(Problem requirements):
Please copy the records below word for word, starting at the line that contains "Annotate any visible sky." and ending after the line that contains "[[214, 125, 403, 137]]".

(Record excerpts):
_ _ _ _

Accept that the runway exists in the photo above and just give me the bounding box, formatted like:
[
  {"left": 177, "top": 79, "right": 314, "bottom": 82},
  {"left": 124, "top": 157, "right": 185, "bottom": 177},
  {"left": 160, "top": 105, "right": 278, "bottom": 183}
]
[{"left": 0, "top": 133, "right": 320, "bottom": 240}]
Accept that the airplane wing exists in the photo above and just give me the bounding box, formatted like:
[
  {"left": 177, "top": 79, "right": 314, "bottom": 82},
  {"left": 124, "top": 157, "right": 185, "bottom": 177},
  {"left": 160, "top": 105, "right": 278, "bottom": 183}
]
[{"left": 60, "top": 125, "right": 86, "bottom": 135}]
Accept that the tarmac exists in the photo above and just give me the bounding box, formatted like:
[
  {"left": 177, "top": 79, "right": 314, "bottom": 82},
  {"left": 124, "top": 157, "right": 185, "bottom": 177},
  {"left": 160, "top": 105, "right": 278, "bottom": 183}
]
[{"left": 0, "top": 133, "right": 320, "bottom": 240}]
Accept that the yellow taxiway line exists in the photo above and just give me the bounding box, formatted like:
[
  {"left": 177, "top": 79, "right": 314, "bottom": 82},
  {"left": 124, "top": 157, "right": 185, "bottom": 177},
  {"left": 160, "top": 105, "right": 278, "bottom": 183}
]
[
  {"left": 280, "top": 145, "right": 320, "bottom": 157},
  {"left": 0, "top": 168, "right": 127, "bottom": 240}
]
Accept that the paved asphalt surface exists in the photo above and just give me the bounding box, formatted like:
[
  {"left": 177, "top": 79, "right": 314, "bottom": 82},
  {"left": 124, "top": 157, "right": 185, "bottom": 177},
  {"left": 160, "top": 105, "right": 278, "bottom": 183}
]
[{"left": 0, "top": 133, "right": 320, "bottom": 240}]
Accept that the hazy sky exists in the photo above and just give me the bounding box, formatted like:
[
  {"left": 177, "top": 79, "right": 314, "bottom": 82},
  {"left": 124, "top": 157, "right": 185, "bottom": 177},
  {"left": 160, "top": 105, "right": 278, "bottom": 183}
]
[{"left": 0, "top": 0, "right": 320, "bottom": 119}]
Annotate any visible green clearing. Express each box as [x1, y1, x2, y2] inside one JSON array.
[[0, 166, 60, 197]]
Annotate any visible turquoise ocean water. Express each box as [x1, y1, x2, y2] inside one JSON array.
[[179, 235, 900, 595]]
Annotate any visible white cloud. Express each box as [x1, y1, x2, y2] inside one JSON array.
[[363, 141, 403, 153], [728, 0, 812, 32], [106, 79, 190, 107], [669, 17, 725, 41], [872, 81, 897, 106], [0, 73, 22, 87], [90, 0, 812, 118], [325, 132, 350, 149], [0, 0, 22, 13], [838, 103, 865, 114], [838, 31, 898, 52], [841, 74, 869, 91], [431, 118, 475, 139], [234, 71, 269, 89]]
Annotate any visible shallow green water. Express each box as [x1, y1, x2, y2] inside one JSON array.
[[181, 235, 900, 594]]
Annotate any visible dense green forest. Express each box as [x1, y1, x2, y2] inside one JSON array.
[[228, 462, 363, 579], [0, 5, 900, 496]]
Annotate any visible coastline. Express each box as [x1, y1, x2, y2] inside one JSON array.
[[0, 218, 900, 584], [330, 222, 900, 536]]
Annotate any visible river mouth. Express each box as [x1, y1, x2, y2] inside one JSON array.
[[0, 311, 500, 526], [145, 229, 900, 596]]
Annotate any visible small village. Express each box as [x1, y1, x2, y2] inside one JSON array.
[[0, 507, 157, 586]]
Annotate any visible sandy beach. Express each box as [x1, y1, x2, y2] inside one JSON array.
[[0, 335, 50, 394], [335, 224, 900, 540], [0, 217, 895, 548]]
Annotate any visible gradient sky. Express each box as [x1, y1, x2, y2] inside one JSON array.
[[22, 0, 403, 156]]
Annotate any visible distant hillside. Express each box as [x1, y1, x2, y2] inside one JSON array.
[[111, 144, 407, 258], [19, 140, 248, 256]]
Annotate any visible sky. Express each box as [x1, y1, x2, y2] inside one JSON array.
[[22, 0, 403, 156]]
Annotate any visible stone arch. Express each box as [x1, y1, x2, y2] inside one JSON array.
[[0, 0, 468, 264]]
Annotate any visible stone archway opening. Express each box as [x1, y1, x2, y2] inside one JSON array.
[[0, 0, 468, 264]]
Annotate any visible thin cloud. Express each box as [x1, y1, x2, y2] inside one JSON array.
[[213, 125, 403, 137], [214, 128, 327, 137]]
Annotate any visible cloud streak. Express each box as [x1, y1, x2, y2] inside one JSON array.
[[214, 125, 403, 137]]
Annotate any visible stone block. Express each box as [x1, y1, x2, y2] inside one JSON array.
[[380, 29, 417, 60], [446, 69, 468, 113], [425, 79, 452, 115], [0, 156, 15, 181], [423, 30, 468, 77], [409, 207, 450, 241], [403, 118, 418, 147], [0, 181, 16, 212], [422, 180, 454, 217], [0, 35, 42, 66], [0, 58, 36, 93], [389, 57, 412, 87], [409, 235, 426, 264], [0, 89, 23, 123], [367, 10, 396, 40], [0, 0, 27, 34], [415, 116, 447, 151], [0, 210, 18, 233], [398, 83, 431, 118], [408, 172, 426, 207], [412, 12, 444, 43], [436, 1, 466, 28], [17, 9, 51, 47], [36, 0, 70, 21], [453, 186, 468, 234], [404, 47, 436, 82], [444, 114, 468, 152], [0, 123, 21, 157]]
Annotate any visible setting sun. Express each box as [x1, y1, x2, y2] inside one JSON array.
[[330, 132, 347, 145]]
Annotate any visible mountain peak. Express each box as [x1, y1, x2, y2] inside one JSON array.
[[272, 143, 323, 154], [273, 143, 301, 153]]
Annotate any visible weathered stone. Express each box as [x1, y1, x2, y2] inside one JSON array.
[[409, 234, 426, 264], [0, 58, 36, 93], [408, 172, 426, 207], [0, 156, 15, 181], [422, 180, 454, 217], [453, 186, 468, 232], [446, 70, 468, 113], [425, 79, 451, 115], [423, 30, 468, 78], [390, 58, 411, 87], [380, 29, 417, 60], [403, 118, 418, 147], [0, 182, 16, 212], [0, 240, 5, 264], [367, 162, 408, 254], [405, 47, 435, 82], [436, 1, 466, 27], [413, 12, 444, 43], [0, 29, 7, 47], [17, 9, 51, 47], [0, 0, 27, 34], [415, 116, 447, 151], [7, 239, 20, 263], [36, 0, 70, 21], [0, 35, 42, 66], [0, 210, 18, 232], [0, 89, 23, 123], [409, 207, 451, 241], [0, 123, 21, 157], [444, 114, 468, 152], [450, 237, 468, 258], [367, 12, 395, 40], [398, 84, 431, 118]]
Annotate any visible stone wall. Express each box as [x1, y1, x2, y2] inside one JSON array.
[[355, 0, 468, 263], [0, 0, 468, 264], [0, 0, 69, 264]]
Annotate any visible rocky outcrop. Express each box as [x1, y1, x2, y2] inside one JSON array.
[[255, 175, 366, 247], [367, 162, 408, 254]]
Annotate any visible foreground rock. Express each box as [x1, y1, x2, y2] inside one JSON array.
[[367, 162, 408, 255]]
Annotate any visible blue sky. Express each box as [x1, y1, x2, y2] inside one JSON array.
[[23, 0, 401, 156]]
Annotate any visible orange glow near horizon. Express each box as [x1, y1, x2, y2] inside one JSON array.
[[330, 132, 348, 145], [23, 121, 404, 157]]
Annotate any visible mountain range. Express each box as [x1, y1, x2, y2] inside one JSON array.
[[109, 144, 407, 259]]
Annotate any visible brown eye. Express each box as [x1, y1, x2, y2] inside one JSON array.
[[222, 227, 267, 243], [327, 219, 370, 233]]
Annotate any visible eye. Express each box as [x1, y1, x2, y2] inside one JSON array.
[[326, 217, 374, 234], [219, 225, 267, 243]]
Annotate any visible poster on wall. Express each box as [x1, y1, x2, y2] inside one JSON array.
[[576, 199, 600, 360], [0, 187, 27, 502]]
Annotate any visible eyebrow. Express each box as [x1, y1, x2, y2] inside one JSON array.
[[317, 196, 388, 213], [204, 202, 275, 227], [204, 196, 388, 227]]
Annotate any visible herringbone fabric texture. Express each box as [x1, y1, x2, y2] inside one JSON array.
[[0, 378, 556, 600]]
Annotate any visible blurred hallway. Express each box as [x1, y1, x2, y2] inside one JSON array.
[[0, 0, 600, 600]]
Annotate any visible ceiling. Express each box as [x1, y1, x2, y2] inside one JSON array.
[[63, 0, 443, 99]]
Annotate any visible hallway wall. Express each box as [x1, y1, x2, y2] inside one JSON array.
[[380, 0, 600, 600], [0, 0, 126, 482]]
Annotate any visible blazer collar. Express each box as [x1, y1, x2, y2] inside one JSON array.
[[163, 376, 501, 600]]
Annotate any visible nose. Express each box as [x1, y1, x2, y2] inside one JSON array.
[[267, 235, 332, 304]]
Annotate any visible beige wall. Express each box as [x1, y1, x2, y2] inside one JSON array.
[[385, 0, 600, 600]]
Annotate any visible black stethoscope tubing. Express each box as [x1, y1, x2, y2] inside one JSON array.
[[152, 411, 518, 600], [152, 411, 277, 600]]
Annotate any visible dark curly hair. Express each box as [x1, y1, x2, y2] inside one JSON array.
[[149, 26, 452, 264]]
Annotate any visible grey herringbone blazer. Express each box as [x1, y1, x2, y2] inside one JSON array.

_ _ _ _

(Response below):
Annotate any visible sky. Express each box as [x1, y1, x2, y2] inside one JSON array.
[[22, 0, 403, 156]]
Annotate any visible stone arch. Express each box as [x1, y1, x2, y2] inside one JSON array.
[[0, 0, 468, 264]]
Annotate any visible stone archway opening. Express each box as [x1, y1, x2, y2] inside one JSON array.
[[0, 0, 468, 264]]
Annotate any visible thin cloud. Express each box as [x1, y1, x2, y2] inside one JSON array.
[[213, 125, 403, 137], [214, 128, 327, 137]]
Annotate any visible cloud streak. Express each box as [x1, y1, x2, y2] inside one JSON array.
[[214, 125, 403, 137]]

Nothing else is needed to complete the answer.